# Task brief:
Give every line of the data below as a JSON list of strings, with one string for each line and blank lines left out.

== Material to process

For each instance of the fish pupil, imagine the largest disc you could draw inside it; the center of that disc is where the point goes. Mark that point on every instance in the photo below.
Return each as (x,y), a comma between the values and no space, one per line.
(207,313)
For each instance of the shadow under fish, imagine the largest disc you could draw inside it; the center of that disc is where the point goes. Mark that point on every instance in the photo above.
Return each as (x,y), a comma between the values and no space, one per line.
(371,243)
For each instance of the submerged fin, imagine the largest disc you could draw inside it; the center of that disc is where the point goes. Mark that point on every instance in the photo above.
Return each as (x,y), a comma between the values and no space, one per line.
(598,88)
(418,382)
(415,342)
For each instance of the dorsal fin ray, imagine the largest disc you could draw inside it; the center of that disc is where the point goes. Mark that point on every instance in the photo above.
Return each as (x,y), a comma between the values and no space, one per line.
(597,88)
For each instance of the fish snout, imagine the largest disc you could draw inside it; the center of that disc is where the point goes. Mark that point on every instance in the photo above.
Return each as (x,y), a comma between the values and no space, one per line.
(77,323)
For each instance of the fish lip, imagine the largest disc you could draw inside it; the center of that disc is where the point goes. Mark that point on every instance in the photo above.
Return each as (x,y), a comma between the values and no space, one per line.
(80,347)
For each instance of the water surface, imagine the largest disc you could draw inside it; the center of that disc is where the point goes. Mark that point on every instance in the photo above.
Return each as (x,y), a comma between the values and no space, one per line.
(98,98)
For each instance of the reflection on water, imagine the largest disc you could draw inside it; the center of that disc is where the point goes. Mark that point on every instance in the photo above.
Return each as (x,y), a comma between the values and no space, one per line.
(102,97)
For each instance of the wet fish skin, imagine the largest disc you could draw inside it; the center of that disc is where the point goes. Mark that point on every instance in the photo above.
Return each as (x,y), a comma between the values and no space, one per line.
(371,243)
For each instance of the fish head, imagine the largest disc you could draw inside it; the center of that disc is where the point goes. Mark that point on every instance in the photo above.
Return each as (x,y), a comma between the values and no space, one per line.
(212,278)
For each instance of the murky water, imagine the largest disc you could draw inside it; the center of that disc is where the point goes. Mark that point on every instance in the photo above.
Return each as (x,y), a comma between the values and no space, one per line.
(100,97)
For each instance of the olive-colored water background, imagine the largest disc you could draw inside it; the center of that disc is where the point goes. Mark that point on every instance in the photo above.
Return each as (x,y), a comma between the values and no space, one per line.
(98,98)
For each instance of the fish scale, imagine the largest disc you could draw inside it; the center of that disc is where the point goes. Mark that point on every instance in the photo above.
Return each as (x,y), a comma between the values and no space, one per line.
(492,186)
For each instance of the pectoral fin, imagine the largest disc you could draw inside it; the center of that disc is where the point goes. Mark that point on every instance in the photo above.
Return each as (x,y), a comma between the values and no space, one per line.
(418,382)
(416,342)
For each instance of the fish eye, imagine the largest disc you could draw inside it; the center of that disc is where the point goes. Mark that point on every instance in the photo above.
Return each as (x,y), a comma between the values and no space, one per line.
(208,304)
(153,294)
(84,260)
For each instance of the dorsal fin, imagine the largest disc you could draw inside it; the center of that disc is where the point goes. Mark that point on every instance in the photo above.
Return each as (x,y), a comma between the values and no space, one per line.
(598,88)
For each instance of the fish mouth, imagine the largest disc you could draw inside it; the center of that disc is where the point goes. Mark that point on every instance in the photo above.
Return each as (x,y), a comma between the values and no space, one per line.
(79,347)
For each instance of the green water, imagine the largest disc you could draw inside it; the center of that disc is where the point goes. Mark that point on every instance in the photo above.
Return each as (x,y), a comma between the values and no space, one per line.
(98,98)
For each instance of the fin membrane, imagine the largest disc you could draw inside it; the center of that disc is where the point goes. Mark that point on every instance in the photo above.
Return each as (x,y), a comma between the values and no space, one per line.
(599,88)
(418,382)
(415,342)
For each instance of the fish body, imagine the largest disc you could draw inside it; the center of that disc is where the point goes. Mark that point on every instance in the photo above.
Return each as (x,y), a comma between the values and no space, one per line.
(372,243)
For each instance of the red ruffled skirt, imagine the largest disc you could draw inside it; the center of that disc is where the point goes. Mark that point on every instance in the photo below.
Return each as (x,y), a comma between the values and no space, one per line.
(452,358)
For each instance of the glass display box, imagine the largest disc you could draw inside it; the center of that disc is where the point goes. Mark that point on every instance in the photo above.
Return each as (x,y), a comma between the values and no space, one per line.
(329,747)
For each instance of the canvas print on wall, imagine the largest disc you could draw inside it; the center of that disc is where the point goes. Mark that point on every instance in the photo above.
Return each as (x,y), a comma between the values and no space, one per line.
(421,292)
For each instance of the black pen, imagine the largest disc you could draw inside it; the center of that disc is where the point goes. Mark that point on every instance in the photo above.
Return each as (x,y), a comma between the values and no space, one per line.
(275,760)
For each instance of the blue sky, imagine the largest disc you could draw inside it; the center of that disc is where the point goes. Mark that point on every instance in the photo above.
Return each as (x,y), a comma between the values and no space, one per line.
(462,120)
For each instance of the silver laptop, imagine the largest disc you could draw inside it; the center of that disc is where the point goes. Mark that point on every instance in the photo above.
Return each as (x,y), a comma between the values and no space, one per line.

====

# Full solution:
[
  "For each instance of the fish pupil, imagine the largest disc you could draw inside it; the center of that disc is where the point goes. Mark that point on every instance in the photo below.",
  "Return each as (x,y), a comma between the values and no space, one per line.",
  "(207,313)",
  "For each instance of the shadow under fish, imagine the largest disc you could draw inside it; the center of that disc is where the point goes. Mark that point on every instance in the photo above.",
  "Return each as (x,y), a comma between the values and no space, one per line.",
  "(371,243)",
  "For each instance of the submerged fin, imagine the largest disc you could draw inside it; the center of that disc is where the point goes. Mark that point on every instance in the photo above.",
  "Return each as (x,y), a comma between the values and no space, one per line.",
  "(598,88)",
  "(418,382)",
  "(415,342)",
  "For each instance of the dorsal fin ray, imagine the largest disc you could draw inside it; the center of that disc is where the point goes. Mark that point on every instance in the photo above.",
  "Return each as (x,y), a comma between the values and no space, one per line.",
  "(597,88)",
  "For each instance of the fish snout, imagine the largest disc you could draw inside it; the center of that disc is where the point goes. Mark that point on every instance in the photo above.",
  "Return each as (x,y), a comma between the values and no space, one per line.",
  "(77,323)",
  "For each instance of the fish lip, imagine the largest disc you could draw inside it; the center of that disc is where the point goes. Mark that point on every instance in the photo above.",
  "Return each as (x,y), a comma between the values and no space, one per line.",
  "(80,347)",
  "For each instance of the water surface, imagine the largest disc you could draw inside it; the center of that disc is where the point goes. Mark that point on every instance in the photo above.",
  "Return each as (x,y), a comma between the values and no space, one per line.",
  "(98,98)",
  "For each instance of the reflection on water, imagine the largest disc you could draw inside it; the center of that disc is where the point goes. Mark that point on every instance in the photo above.",
  "Return each as (x,y), a comma between the values and no space, one per line.",
  "(102,97)",
  "For each instance of the wet fish skin, imagine the largest disc you could draw inside it; the center of that disc is where the point goes. Mark that point on every instance in the photo above.",
  "Return each as (x,y), a comma between the values and no space, one per line.",
  "(371,243)",
  "For each instance of the fish head, imagine the largest disc you could draw inside it; the center of that disc is where the point goes. Mark that point on every instance in the photo above.",
  "Return each as (x,y), a comma between the values and no space, one per line.",
  "(212,278)",
  "For each instance of the murky water, imagine the largest disc you could draw inside it; the center of that disc is where the point goes. Mark that point on every instance in the photo above.",
  "Return each as (x,y), a comma between the values and no space, one per line.",
  "(100,97)",
  "For each instance of the olive-colored water background, imagine the largest disc you could draw inside it; the center of that disc is where the point goes. Mark that point on every instance in the photo above.",
  "Return each as (x,y), a comma between the values and no space, one per line.",
  "(98,98)",
  "For each instance of the fish scale, imagine the largest disc you could draw inside it; the center of that disc is where the point goes. Mark that point on every instance in the photo above.",
  "Return each as (x,y), a comma between the values and no space, one per line.",
  "(492,186)",
  "For each instance of the pectoral fin, imagine the largest disc you could draw inside it; the center of that disc is where the point goes. Mark that point on every instance in the photo above.",
  "Return each as (x,y), a comma between the values and no space, one per line.",
  "(418,382)",
  "(416,342)",
  "For each instance of the fish eye, imagine the largest disc you could draw inside it; the center of that disc is where the point goes. Mark that point on every instance in the photo above.",
  "Return each as (x,y), a comma between the values and no space, one per line.",
  "(208,304)",
  "(153,294)",
  "(84,260)",
  "For each instance of the dorsal fin, imagine the largest disc you could draw inside it; the center of that disc is where the point goes. Mark that point on every instance in the photo above.",
  "Return each as (x,y), a comma between the values and no space, one per line.",
  "(598,88)",
  "For each instance of the fish mouth, imagine the largest disc you could draw inside it; the center of that disc is where the point goes. Mark that point on every instance in the photo above.",
  "Return each as (x,y), a comma between the values and no space, one per line.",
  "(79,347)",
  "For each instance of the green water, imagine the largest disc you could draw inside it; the center of that disc is where the point goes. Mark that point on every instance in the photo above.",
  "Return each as (x,y), a comma between the values and no space, one per line.",
  "(98,98)",
  "For each instance of the fin membrane, imagine the largest disc you could draw inside it; the center of that disc is where the point goes. Mark that point on every instance in the photo above.",
  "Return each as (x,y), a comma between the values and no space, one per line.",
  "(599,88)",
  "(418,382)",
  "(415,342)",
  "For each instance of the fish body, imagine the largest disc you could draw inside it; the center of that disc is where the point goes. Mark that point on every instance in the photo above.",
  "Return each as (x,y), a comma between the values and no space, one per line.",
  "(372,243)",
  "For each instance of the red ruffled skirt, imagine the largest disc you could draw inside it; the center of that disc is where the point goes. Mark that point on every instance in the photo below.",
  "Return each as (x,y), a comma between the values and no space, one per line.",
  "(452,358)",
  "For each instance of the glass display box, imagine the largest disc you could draw inside it; the center of that disc is where the point goes. Mark that point on every instance in the photo above.",
  "Return each as (x,y), a comma between the values and no space, one per line.",
  "(329,747)",
  "For each instance of the canvas print on wall, imagine the largest disc you could draw inside it; the center of that disc is where the point goes. Mark that point on every instance in the photo above.",
  "Return each as (x,y), a comma between the values and no space, one per line.",
  "(421,292)",
  "For each instance of the black pen, imagine the largest disc you could draw inside it; the center of that disc is where the point goes. Mark that point on every instance in the photo above.",
  "Return each as (x,y), a comma between the values and no space, one per line.",
  "(275,760)",
  "For each instance of the blue sky, imagine the largest disc you could draw inside it; the center of that disc is where the point goes. Mark that point on every instance in the photo above.",
  "Return each as (x,y), a comma between the values and no space, one per line.",
  "(462,120)",
  "For each instance of the silver laptop, imagine the largest disc you could draw inside it; the center of that disc is where the point goes. Mark that point on every instance in the photo above.",
  "Return each as (x,y), a comma between the values and no space, one per line."
]